### DATA FOR THIS TASK ###
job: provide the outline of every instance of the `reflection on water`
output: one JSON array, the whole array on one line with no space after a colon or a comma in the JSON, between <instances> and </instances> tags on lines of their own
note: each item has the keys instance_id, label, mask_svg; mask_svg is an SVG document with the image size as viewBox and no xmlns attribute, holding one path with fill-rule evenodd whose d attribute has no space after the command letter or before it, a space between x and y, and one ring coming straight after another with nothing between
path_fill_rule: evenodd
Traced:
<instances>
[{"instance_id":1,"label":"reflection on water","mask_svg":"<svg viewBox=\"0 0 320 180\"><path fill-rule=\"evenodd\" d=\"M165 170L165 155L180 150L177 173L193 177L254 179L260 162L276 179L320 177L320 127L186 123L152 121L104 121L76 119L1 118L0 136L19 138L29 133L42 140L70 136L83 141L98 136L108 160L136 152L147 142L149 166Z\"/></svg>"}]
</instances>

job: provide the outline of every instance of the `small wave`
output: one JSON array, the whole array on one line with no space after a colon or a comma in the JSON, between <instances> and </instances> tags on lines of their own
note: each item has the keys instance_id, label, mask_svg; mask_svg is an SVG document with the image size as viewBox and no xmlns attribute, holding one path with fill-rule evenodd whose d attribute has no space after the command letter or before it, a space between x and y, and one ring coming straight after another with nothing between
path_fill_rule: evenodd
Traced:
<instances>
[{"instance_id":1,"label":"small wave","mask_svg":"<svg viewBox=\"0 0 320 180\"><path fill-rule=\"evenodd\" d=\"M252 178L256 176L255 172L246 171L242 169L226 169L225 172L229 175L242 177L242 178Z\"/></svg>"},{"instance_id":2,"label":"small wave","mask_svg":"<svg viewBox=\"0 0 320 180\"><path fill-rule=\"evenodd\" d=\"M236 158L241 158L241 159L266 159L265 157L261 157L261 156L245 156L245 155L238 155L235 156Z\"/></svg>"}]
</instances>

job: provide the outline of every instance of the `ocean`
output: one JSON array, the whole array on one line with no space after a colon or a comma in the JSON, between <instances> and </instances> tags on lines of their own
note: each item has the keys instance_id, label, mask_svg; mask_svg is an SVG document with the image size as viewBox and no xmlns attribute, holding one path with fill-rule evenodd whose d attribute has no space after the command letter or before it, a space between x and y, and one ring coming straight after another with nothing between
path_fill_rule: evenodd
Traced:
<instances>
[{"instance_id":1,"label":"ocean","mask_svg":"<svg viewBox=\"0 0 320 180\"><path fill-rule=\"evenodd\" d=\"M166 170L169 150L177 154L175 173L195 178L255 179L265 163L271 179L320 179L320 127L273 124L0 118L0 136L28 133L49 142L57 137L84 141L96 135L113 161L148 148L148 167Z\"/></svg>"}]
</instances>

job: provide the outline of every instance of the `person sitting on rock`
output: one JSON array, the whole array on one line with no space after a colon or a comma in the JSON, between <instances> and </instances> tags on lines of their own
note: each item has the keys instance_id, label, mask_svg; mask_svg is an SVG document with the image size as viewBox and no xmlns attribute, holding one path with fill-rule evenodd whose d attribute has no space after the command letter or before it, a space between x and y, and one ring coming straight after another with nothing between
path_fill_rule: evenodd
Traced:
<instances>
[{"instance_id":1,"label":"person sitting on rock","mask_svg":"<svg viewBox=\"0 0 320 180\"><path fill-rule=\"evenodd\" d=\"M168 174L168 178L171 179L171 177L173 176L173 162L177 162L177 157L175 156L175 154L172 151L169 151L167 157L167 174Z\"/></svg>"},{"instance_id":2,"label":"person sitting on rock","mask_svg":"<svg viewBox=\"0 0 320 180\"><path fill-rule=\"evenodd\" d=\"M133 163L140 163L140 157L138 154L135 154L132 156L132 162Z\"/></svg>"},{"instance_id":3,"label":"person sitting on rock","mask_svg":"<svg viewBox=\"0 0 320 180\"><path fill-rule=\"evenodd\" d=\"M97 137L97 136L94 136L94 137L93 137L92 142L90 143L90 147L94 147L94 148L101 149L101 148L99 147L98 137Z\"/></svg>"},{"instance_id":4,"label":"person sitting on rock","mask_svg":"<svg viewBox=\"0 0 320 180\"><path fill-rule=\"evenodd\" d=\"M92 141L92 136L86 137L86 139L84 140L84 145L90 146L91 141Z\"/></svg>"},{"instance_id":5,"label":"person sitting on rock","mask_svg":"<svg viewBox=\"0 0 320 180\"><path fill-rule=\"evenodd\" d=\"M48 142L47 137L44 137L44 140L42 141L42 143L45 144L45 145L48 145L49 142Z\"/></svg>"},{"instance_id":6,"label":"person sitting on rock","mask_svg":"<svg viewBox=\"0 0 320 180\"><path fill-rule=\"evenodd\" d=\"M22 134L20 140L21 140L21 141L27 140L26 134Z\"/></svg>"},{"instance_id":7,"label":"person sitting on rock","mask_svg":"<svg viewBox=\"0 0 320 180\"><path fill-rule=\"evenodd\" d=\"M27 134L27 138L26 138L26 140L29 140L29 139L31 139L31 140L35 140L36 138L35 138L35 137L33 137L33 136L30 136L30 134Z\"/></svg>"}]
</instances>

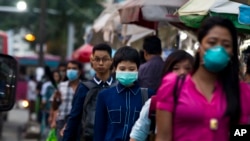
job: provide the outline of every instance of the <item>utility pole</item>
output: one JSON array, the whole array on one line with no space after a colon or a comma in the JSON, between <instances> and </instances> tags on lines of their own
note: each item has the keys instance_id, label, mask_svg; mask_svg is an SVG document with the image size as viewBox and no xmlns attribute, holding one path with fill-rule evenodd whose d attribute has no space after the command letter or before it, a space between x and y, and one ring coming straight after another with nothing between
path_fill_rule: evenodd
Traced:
###
WHAT IS BEING ASKED = Copy each entry exactly as written. Pictures do not belong in the copy.

EXERCISE OUTPUT =
job: provide the outline of every instance of the `reflection on water`
output: one JSON array, the whole array on one line with no space after a colon or a comma in the JSON, between <instances> and </instances> tags on lines of their own
note: each item has the keys instance_id, label, mask_svg; mask_svg is an SVG document with the image size as viewBox and no xmlns attribute, holding one path with fill-rule evenodd whose d attribute has no space after the command letter or before it, a space between x and y, and one ring coming straight after another with nothing between
path_fill_rule: evenodd
Traced:
<instances>
[{"instance_id":1,"label":"reflection on water","mask_svg":"<svg viewBox=\"0 0 320 180\"><path fill-rule=\"evenodd\" d=\"M165 170L165 155L180 150L177 173L193 177L254 179L260 162L276 179L320 177L320 127L186 123L152 121L104 121L76 119L1 118L0 136L19 138L29 133L42 140L70 136L83 141L98 136L108 160L136 152L147 142L149 166Z\"/></svg>"}]
</instances>

job: provide the outline of every instance of the `small wave`
output: one JSON array, the whole array on one line with no space after a colon or a comma in the JSON, between <instances> and </instances> tags on lines of their own
note: each item has the keys instance_id, label, mask_svg; mask_svg is an SVG document with the image size as viewBox and no xmlns attribute, holding one path with fill-rule evenodd whose d attribute has no space after the command letter or before it, a space between x and y, and one ring coming straight after another with nothing between
path_fill_rule: evenodd
Traced:
<instances>
[{"instance_id":1,"label":"small wave","mask_svg":"<svg viewBox=\"0 0 320 180\"><path fill-rule=\"evenodd\" d=\"M252 178L256 176L255 172L246 171L242 169L226 169L225 172L229 175L242 177L242 178Z\"/></svg>"},{"instance_id":2,"label":"small wave","mask_svg":"<svg viewBox=\"0 0 320 180\"><path fill-rule=\"evenodd\" d=\"M236 158L241 158L241 159L266 159L265 157L261 157L261 156L245 156L245 155L238 155L235 156Z\"/></svg>"}]
</instances>

job: provide the outline of every instance of the `ocean`
output: one JSON array, the whole array on one line with no space after a colon or a comma in the JSON, between <instances> and </instances> tags on lines of their own
note: each item has the keys instance_id, label, mask_svg; mask_svg is an SVG document with the image size as viewBox and no xmlns attribute, holding one path with fill-rule evenodd whose d attribute has no space after the command letter or before it, a space between x and y, and one ring coming straight after another with nothing between
path_fill_rule: evenodd
Traced:
<instances>
[{"instance_id":1,"label":"ocean","mask_svg":"<svg viewBox=\"0 0 320 180\"><path fill-rule=\"evenodd\" d=\"M166 170L169 150L177 154L175 173L195 178L255 179L265 163L271 179L320 179L320 127L273 124L0 118L0 136L28 133L49 142L57 137L84 141L96 135L113 161L148 148L148 167Z\"/></svg>"}]
</instances>

job: provide the outline of every instance of the `person sitting on rock`
output: one JSON array, the whole array on one line with no space after a colon or a comma in the JSON, between <instances> and </instances> tags on lines of their own
note: each item has the keys instance_id, label, mask_svg; mask_svg is an SVG document with the image size as viewBox and no xmlns attribute, holding one path with fill-rule evenodd whose d attribute has no space after the command letter or before it, a space between x and y, and one ring coming straight after another with nothing between
path_fill_rule: evenodd
Traced:
<instances>
[{"instance_id":1,"label":"person sitting on rock","mask_svg":"<svg viewBox=\"0 0 320 180\"><path fill-rule=\"evenodd\" d=\"M168 174L168 178L171 179L171 177L173 176L173 162L177 162L177 157L175 156L175 154L172 151L169 151L167 157L167 174Z\"/></svg>"},{"instance_id":2,"label":"person sitting on rock","mask_svg":"<svg viewBox=\"0 0 320 180\"><path fill-rule=\"evenodd\" d=\"M133 163L140 163L140 157L138 154L135 154L132 156L132 162Z\"/></svg>"},{"instance_id":3,"label":"person sitting on rock","mask_svg":"<svg viewBox=\"0 0 320 180\"><path fill-rule=\"evenodd\" d=\"M97 137L97 136L94 136L94 137L93 137L92 142L90 143L90 147L94 147L94 148L101 149L101 148L99 147L98 137Z\"/></svg>"},{"instance_id":4,"label":"person sitting on rock","mask_svg":"<svg viewBox=\"0 0 320 180\"><path fill-rule=\"evenodd\" d=\"M92 141L92 136L86 137L86 139L84 140L84 145L90 146L91 141Z\"/></svg>"},{"instance_id":5,"label":"person sitting on rock","mask_svg":"<svg viewBox=\"0 0 320 180\"><path fill-rule=\"evenodd\" d=\"M48 142L47 137L44 137L44 140L42 141L42 143L45 144L45 145L48 145L49 142Z\"/></svg>"},{"instance_id":6,"label":"person sitting on rock","mask_svg":"<svg viewBox=\"0 0 320 180\"><path fill-rule=\"evenodd\" d=\"M22 134L20 140L21 140L21 141L27 140L26 134Z\"/></svg>"},{"instance_id":7,"label":"person sitting on rock","mask_svg":"<svg viewBox=\"0 0 320 180\"><path fill-rule=\"evenodd\" d=\"M27 134L27 138L26 138L26 140L29 140L29 139L31 139L31 140L35 140L36 138L35 138L35 137L33 137L33 136L30 136L30 134Z\"/></svg>"}]
</instances>

job: provide the outline of every instance of the <item>utility pole</item>
output: one JSON array, the whole array on one line with no space after a colon or a comma in the JSON, between <instances> and </instances> tags on lines of their own
note: each item has the keys instance_id, label, mask_svg; mask_svg is an SVG document with the image size as viewBox and no xmlns attribute, holding one path with fill-rule evenodd whose d attribute has no space after the command letter or before it, a space between x and y, and one ring coming straight after another with nothing between
path_fill_rule: evenodd
Traced:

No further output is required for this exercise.